> **WHAT TO WORK ON**: Everything from the line containing "[locate] baseboard (one" through the last line of the records must be returned verbatim, and nothing outside that range.

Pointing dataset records
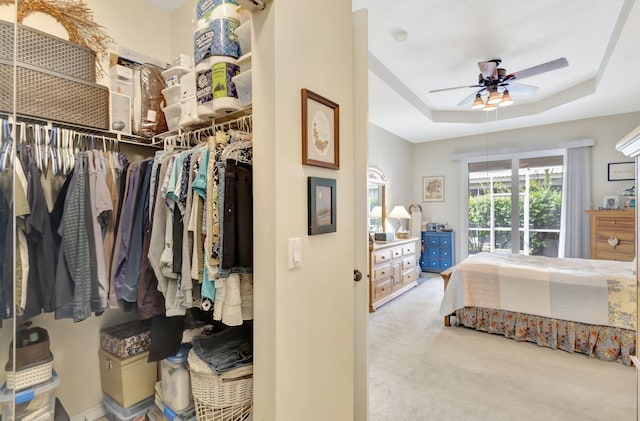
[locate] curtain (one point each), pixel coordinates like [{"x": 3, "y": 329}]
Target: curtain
[{"x": 574, "y": 231}]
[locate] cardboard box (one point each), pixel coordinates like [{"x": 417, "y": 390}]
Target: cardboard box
[{"x": 127, "y": 381}]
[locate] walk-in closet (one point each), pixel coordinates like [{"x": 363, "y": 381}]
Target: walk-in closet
[{"x": 152, "y": 200}]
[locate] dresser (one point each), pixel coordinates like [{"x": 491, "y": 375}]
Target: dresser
[
  {"x": 438, "y": 251},
  {"x": 612, "y": 234},
  {"x": 392, "y": 270}
]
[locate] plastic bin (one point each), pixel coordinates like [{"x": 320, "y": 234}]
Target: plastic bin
[
  {"x": 244, "y": 62},
  {"x": 244, "y": 37},
  {"x": 172, "y": 75},
  {"x": 137, "y": 412},
  {"x": 243, "y": 87},
  {"x": 172, "y": 94},
  {"x": 38, "y": 402},
  {"x": 176, "y": 388},
  {"x": 172, "y": 115}
]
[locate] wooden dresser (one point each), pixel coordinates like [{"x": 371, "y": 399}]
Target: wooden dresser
[
  {"x": 607, "y": 226},
  {"x": 392, "y": 270}
]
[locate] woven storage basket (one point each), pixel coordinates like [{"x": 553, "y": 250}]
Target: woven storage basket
[
  {"x": 30, "y": 376},
  {"x": 45, "y": 51},
  {"x": 228, "y": 397},
  {"x": 45, "y": 94}
]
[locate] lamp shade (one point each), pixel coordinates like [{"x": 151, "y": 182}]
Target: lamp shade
[
  {"x": 399, "y": 212},
  {"x": 506, "y": 99},
  {"x": 478, "y": 103},
  {"x": 376, "y": 212}
]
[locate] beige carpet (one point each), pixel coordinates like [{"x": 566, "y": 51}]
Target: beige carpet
[{"x": 420, "y": 370}]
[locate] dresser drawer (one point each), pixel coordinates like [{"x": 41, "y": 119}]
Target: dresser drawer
[
  {"x": 605, "y": 222},
  {"x": 624, "y": 235},
  {"x": 408, "y": 276},
  {"x": 623, "y": 251},
  {"x": 408, "y": 262},
  {"x": 381, "y": 289},
  {"x": 382, "y": 272},
  {"x": 396, "y": 252},
  {"x": 381, "y": 256},
  {"x": 409, "y": 249}
]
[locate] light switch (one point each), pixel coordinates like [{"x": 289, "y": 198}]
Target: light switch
[{"x": 295, "y": 253}]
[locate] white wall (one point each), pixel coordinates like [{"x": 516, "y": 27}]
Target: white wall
[
  {"x": 303, "y": 317},
  {"x": 394, "y": 156},
  {"x": 433, "y": 158}
]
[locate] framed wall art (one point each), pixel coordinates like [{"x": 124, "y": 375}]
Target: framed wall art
[
  {"x": 433, "y": 189},
  {"x": 621, "y": 171},
  {"x": 320, "y": 131},
  {"x": 322, "y": 205}
]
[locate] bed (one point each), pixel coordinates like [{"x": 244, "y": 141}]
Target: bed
[{"x": 577, "y": 305}]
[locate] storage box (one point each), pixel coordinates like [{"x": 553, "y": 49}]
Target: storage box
[
  {"x": 37, "y": 403},
  {"x": 137, "y": 412},
  {"x": 244, "y": 37},
  {"x": 243, "y": 87},
  {"x": 172, "y": 115},
  {"x": 52, "y": 96},
  {"x": 126, "y": 339},
  {"x": 47, "y": 52},
  {"x": 176, "y": 388},
  {"x": 127, "y": 381},
  {"x": 172, "y": 75},
  {"x": 172, "y": 94},
  {"x": 30, "y": 375}
]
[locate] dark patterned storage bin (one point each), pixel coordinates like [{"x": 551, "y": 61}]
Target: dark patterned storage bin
[{"x": 127, "y": 339}]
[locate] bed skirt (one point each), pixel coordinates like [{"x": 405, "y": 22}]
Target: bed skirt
[{"x": 602, "y": 342}]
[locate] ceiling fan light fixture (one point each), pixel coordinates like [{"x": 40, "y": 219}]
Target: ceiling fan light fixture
[
  {"x": 494, "y": 98},
  {"x": 506, "y": 99},
  {"x": 478, "y": 103}
]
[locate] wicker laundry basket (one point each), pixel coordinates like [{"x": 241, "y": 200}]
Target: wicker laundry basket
[{"x": 226, "y": 397}]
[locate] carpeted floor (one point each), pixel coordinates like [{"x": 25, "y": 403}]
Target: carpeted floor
[{"x": 420, "y": 370}]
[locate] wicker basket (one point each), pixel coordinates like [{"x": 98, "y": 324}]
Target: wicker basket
[
  {"x": 45, "y": 51},
  {"x": 44, "y": 94},
  {"x": 226, "y": 397},
  {"x": 30, "y": 376}
]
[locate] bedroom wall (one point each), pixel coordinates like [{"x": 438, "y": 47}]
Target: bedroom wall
[
  {"x": 434, "y": 158},
  {"x": 393, "y": 155}
]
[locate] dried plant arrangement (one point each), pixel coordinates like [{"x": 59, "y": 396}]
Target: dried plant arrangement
[{"x": 75, "y": 17}]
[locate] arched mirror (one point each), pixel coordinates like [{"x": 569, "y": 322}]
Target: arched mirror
[{"x": 377, "y": 210}]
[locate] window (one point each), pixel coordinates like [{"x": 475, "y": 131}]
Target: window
[{"x": 523, "y": 192}]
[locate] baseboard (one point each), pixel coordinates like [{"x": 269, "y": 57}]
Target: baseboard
[{"x": 91, "y": 414}]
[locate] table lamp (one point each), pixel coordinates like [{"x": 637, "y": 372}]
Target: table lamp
[{"x": 399, "y": 212}]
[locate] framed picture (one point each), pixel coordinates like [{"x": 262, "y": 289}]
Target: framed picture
[
  {"x": 322, "y": 205},
  {"x": 433, "y": 189},
  {"x": 621, "y": 171},
  {"x": 610, "y": 202},
  {"x": 320, "y": 131}
]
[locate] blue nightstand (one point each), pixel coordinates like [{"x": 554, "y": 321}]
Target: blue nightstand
[{"x": 439, "y": 251}]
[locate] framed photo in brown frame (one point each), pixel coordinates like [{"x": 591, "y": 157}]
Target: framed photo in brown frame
[
  {"x": 322, "y": 205},
  {"x": 433, "y": 189},
  {"x": 320, "y": 131}
]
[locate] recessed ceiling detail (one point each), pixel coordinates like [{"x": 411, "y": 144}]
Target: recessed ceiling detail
[{"x": 449, "y": 40}]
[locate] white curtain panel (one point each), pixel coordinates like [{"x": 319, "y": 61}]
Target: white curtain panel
[{"x": 574, "y": 235}]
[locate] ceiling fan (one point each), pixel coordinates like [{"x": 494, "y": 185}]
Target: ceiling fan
[{"x": 496, "y": 82}]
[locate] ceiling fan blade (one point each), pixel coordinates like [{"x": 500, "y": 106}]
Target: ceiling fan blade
[
  {"x": 489, "y": 69},
  {"x": 540, "y": 68},
  {"x": 467, "y": 100},
  {"x": 520, "y": 88},
  {"x": 455, "y": 87}
]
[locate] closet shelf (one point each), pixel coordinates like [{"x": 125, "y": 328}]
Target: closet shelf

> **RESULT FOR THIS EXERCISE**:
[locate] baseboard (one point each), pixel coordinates like [{"x": 269, "y": 57}]
Target: baseboard
[{"x": 91, "y": 414}]
[locate] table lamp (one point each), pixel coordinates like [{"x": 637, "y": 372}]
Target: table lamp
[{"x": 399, "y": 212}]
[locate] framed picture (one point each), pixel coordinates like [{"x": 262, "y": 289}]
Target: framed picture
[
  {"x": 322, "y": 205},
  {"x": 433, "y": 189},
  {"x": 621, "y": 171},
  {"x": 610, "y": 202},
  {"x": 320, "y": 131}
]
[locate] blue nightstand (one point each), pixel coordinates like [{"x": 554, "y": 321}]
Target: blue nightstand
[{"x": 439, "y": 251}]
[locate] framed photo in brown frame (one point each), pixel coordinates like [{"x": 591, "y": 157}]
Target: framed photo in brown frame
[
  {"x": 322, "y": 205},
  {"x": 433, "y": 189},
  {"x": 320, "y": 131}
]
[locate] recessed ceiling detail (one point each), pixel coordinates like [{"x": 411, "y": 144}]
Target: recessed ceiling detail
[{"x": 449, "y": 40}]
[locate] white curtain panel (one point each), pixel coordinates like [{"x": 319, "y": 61}]
Target: white curtain panel
[{"x": 574, "y": 235}]
[locate] ceiling fan (one point each), pixel coordinates like [{"x": 494, "y": 185}]
Target: ceiling fan
[{"x": 496, "y": 82}]
[locate] ceiling fan blade (one point each), pixel coordinates like [{"x": 500, "y": 106}]
Target: ceiling fan blade
[
  {"x": 489, "y": 69},
  {"x": 540, "y": 68},
  {"x": 467, "y": 100},
  {"x": 520, "y": 88},
  {"x": 455, "y": 87}
]
[locate] closet shelf (one point each), pixel coordinates like [{"x": 125, "y": 328}]
Target: closet shelf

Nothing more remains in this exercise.